— Begin —
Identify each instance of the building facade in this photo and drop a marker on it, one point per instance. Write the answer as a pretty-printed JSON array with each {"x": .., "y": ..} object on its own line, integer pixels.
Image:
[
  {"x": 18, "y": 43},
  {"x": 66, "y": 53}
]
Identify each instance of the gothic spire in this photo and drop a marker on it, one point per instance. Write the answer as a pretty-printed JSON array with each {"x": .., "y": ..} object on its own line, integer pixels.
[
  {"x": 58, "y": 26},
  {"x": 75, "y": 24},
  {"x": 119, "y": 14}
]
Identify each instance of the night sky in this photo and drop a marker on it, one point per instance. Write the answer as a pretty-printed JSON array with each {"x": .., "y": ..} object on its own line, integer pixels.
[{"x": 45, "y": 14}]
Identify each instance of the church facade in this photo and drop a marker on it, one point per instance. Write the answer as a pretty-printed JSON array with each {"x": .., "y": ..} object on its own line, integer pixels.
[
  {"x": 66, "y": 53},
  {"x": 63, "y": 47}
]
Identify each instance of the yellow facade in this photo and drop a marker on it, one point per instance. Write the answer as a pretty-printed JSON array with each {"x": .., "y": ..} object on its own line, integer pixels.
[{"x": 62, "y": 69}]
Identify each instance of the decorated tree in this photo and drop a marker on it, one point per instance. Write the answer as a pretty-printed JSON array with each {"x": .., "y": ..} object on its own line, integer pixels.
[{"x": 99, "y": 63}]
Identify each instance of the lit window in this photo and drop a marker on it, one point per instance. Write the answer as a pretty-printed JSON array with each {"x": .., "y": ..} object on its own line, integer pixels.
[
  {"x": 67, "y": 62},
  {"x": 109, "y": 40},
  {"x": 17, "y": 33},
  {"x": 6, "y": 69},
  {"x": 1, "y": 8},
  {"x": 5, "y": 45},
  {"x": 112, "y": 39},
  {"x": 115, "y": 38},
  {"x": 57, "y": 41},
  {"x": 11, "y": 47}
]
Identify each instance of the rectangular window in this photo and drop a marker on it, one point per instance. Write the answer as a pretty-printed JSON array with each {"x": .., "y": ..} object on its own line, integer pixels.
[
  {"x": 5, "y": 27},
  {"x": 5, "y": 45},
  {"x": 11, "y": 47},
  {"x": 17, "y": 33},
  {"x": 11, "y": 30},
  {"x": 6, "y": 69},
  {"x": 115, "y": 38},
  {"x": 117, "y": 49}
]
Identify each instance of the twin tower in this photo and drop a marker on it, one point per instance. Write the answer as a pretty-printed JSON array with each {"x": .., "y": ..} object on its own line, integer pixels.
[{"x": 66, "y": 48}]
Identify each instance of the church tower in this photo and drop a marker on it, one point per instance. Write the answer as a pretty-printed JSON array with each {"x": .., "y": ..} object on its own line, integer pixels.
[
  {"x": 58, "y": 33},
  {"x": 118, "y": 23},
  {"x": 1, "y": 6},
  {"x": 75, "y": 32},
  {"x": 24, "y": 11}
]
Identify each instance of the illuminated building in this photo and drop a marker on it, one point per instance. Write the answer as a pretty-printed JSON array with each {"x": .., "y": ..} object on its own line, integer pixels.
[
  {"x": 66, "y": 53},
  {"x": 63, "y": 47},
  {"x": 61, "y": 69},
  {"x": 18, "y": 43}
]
— End —
Exercise =
Output the listing above without altering a single character.

Written answer =
Identify each instance of the building facade in this photo and drop a marker on it, one point per instance. Write the answer as a pretty-printed JSON array with each {"x": .., "y": ..} object on its own line, integer pixels.
Image:
[
  {"x": 18, "y": 43},
  {"x": 66, "y": 53}
]
Identify each instance of the gothic spire in this photo and drop a marker on it, one point per instance. Write the answer as a pretty-printed JSON array with each {"x": .., "y": ..} object on its own line, integer pixels.
[
  {"x": 58, "y": 26},
  {"x": 75, "y": 24},
  {"x": 119, "y": 14}
]
Identify each instance of the night sky in this photo and drop a marker on it, one point per instance. Write the answer as a pretty-printed JSON array with each {"x": .., "y": ..} object on its own line, integer pixels.
[{"x": 45, "y": 14}]
Identify each instance of the church facade in this photo and drop a marker on it, one point per instance. Write the answer as a pretty-printed JSON array with each {"x": .., "y": ..} object on its own line, integer pixels.
[
  {"x": 66, "y": 53},
  {"x": 63, "y": 47}
]
Identify each instance of the yellow facade in this photo and drop a marker on it, one point per instance. Write the answer as a pretty-printed JSON array with each {"x": .., "y": ..} object on its own line, integer pixels.
[{"x": 62, "y": 69}]
Identify each instance of the decorated tree in this photo and drop a marker on it, one point per instance. Write the answer as a pretty-printed JSON array with each {"x": .., "y": ..} object on its own line, integer pixels.
[{"x": 99, "y": 63}]
Identify each instance of the lit window in this photo and drop a marker on it, one point per instance. Write the answer as a pretty-printed JSON array with each {"x": .., "y": ..} object on its own line, integer pixels.
[
  {"x": 67, "y": 62},
  {"x": 109, "y": 40},
  {"x": 17, "y": 33},
  {"x": 6, "y": 69},
  {"x": 1, "y": 8},
  {"x": 5, "y": 45},
  {"x": 112, "y": 39},
  {"x": 115, "y": 38},
  {"x": 57, "y": 41},
  {"x": 11, "y": 47}
]
Identify each instance of the rectangular window in this photo and drop a marker on it, one point per instance. Write the answer as a pretty-printed JSON array with each {"x": .., "y": ..} object on its own line, integer pixels.
[
  {"x": 5, "y": 27},
  {"x": 5, "y": 45},
  {"x": 11, "y": 47},
  {"x": 17, "y": 33},
  {"x": 11, "y": 30},
  {"x": 6, "y": 69},
  {"x": 115, "y": 38},
  {"x": 117, "y": 49}
]
Identify each instance of the twin tower in this photo and drop a marker on it, one point per instance. Write the answer as a pretty-printed JSON array with each {"x": .., "y": ..} object on its own line, integer pixels.
[{"x": 66, "y": 48}]
Identify each instance of the church tower in this photo and drop a marker on it, one point per instance. Write the answer as a pretty-printed JSON array with each {"x": .., "y": ..} object on its own line, integer pixels.
[
  {"x": 58, "y": 33},
  {"x": 118, "y": 23},
  {"x": 1, "y": 6},
  {"x": 75, "y": 32},
  {"x": 24, "y": 11}
]
Identify each instance of the illuminated building in this photo and drop a marker on it, one point per instance. Write the answer as a pretty-printed JSON array with each {"x": .., "y": ..} object on its own line, integer pixels.
[
  {"x": 66, "y": 53},
  {"x": 63, "y": 47},
  {"x": 61, "y": 69},
  {"x": 18, "y": 43}
]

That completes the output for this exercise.